EXERCISE OBJECTIVE:
Extract each line of the listing below that contains the string "boutonniere", and treat uppercase and lowercase as different when matching.

MATERIAL SHOWN:
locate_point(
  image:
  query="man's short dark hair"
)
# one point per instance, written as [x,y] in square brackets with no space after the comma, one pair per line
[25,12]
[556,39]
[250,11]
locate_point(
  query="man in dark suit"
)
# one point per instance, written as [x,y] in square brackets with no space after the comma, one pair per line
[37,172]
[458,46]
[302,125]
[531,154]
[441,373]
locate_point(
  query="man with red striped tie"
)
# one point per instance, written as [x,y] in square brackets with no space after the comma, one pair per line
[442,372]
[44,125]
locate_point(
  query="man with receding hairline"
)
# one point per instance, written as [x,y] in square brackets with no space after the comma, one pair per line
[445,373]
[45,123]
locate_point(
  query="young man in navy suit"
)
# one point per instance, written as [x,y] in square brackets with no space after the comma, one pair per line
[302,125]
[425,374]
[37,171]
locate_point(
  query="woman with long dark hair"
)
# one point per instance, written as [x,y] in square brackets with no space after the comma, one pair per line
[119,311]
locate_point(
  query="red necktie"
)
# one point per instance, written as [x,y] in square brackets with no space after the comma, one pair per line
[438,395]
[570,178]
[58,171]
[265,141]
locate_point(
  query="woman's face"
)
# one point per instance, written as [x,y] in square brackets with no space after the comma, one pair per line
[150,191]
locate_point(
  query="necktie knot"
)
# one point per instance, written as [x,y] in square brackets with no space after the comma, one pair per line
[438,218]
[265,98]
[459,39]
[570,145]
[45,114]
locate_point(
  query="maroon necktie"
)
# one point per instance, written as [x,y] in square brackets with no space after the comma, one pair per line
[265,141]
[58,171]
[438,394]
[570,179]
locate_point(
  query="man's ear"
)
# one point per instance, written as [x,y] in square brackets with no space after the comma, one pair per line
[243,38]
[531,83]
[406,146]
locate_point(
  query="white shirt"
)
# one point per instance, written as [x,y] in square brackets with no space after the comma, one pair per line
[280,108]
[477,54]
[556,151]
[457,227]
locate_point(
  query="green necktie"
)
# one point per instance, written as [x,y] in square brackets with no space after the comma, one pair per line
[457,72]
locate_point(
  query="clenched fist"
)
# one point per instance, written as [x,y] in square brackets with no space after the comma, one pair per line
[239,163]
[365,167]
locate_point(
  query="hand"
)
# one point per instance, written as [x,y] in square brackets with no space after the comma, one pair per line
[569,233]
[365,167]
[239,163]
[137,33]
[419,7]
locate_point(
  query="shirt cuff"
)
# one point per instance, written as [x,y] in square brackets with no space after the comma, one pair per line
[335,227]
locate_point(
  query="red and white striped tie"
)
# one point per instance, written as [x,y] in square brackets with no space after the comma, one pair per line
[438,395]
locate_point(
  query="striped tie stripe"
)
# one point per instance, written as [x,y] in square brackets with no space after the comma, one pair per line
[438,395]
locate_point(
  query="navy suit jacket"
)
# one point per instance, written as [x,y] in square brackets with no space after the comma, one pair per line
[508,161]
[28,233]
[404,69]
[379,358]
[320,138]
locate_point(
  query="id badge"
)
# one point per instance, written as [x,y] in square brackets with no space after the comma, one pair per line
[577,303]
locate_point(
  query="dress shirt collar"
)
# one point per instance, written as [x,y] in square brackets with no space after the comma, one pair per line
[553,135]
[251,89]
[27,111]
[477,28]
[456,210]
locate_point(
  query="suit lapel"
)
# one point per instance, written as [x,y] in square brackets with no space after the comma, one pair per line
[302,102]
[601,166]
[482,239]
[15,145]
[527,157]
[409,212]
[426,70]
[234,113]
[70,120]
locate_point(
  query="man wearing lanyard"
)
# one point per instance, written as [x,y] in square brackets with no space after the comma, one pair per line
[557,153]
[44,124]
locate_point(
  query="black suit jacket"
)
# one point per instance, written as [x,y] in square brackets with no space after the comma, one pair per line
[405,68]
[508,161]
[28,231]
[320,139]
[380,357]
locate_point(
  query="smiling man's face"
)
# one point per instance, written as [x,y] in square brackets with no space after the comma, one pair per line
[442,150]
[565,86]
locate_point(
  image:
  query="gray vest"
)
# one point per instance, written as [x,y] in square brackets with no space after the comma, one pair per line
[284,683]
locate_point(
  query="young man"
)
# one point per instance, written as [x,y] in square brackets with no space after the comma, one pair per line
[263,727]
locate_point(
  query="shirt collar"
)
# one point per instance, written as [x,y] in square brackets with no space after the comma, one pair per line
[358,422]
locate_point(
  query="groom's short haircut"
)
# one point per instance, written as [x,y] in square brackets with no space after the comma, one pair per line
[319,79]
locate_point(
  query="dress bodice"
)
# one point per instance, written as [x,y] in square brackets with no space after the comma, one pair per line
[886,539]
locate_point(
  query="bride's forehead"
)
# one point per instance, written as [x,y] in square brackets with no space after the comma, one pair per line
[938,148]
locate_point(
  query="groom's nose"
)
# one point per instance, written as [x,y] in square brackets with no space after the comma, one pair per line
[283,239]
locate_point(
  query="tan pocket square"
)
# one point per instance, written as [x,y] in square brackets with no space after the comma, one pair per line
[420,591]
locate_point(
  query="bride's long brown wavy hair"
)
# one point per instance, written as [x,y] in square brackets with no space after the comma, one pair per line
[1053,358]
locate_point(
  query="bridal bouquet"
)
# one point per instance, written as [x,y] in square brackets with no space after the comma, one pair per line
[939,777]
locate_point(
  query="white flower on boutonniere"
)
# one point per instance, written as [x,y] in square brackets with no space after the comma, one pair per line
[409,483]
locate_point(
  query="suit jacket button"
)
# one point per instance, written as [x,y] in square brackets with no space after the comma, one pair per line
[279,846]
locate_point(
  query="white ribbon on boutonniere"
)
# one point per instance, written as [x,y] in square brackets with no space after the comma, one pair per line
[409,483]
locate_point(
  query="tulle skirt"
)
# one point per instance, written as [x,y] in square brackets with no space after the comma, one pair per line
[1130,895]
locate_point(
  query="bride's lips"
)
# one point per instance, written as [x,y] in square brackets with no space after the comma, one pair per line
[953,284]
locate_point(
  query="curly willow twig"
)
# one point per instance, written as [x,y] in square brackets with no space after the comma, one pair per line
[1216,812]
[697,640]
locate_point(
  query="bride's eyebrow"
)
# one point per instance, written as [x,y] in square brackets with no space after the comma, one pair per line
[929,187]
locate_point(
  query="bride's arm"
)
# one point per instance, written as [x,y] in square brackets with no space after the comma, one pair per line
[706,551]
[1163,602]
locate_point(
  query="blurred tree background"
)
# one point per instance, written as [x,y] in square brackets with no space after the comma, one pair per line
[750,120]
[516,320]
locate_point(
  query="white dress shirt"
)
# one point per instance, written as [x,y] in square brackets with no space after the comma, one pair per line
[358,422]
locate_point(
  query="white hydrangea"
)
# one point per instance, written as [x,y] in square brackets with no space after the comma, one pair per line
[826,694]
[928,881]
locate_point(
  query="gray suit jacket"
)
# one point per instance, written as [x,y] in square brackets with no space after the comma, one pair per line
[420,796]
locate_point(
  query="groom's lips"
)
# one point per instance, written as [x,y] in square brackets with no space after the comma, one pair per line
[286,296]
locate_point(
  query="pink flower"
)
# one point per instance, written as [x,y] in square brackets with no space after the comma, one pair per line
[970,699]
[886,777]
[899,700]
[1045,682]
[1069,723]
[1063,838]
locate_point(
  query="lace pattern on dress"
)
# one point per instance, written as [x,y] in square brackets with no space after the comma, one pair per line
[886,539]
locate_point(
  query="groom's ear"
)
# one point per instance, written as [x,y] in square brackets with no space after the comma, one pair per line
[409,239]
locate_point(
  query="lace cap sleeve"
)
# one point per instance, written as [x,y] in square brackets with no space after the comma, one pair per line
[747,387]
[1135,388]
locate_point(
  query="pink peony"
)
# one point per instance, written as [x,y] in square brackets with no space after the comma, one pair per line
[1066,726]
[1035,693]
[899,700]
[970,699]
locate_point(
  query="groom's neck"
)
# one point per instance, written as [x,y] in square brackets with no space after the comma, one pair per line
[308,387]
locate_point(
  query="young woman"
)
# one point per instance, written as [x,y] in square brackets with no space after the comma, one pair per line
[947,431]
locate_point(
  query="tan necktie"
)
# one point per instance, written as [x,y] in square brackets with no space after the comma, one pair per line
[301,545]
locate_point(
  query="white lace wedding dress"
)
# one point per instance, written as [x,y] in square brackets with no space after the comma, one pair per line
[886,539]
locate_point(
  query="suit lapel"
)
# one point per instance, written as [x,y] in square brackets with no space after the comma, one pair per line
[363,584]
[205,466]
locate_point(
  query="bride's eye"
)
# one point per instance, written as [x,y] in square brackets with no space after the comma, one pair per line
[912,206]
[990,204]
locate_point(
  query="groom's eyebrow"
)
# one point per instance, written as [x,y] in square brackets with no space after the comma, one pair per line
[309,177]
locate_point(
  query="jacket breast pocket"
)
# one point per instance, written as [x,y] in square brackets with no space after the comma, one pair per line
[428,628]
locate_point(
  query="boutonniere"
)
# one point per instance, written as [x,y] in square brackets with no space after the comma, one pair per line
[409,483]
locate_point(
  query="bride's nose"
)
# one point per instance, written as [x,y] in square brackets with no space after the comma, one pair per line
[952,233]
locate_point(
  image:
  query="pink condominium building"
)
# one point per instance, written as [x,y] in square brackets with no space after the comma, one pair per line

TASK RESPONSE:
  query="white flower on boutonniere"
  query="white ribbon on boutonniere"
  query="boutonniere"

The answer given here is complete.